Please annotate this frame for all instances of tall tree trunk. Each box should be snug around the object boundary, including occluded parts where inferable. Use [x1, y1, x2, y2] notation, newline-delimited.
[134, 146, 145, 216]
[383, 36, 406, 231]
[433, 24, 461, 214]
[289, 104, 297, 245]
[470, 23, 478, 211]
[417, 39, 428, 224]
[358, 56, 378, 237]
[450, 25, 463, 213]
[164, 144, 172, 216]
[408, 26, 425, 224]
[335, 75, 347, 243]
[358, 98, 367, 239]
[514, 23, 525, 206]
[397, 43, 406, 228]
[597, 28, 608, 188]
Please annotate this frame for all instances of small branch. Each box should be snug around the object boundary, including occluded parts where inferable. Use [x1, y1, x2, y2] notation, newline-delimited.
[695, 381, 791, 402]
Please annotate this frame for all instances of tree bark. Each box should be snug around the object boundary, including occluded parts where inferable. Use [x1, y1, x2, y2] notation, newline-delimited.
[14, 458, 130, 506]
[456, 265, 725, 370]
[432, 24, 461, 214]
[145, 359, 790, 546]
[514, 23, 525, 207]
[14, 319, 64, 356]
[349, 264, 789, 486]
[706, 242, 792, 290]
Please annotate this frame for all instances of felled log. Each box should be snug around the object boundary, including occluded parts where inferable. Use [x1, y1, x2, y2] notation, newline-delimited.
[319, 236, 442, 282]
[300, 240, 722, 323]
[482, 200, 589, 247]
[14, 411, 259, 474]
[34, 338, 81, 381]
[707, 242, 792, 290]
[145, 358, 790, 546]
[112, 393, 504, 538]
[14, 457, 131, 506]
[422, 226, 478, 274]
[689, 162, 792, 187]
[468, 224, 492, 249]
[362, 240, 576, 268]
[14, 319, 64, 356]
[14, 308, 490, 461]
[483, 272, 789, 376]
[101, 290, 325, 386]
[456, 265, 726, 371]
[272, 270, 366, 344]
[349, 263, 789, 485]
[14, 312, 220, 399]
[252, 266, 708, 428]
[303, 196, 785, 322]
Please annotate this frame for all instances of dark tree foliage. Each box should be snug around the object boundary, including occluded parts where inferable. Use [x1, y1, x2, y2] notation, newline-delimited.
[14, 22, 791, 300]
○ ○ ○
What the exercise asks: Scale the stretch from the start of the entries through the line containing "[706, 242, 792, 290]", both ends included, by writing out every line in that range, requests and all. In the answers, multiply each bounding-box coordinate by 0.45 and round it to a whole number, with halves rounded up.

Task answer:
Please annotate this frame for all instances of tall tree trunk. Each box should be snug around the object boundary, including occluded parts where inferable. Use [x1, y1, x2, y2] notation, newline-delimited.
[60, 66, 65, 97]
[172, 16, 183, 104]
[195, 11, 207, 96]
[130, 47, 134, 110]
[212, 10, 215, 95]
[188, 18, 193, 101]
[161, 25, 170, 107]
[203, 11, 208, 96]
[74, 65, 77, 97]
[184, 12, 191, 101]
[151, 34, 156, 109]
[161, 44, 165, 108]
[231, 10, 236, 93]
[179, 19, 183, 103]
[269, 13, 274, 85]
Please annotate this frame for all instances of small branch. Each box should be snug around the object boundary, including occluded parts where inferable. Use [x1, y1, x2, y2] notation, newline-delimited.
[313, 171, 356, 181]
Please annotate this frame for all instances of tree bark. Each box should be snug around the object boundary, including occluded parts where inferable. Use [x1, y1, x2, y2] notation, newline-delimited.
[6, 206, 59, 228]
[205, 119, 326, 167]
[194, 11, 207, 96]
[65, 162, 356, 246]
[231, 10, 236, 93]
[6, 144, 29, 160]
[157, 119, 355, 219]
[318, 109, 356, 131]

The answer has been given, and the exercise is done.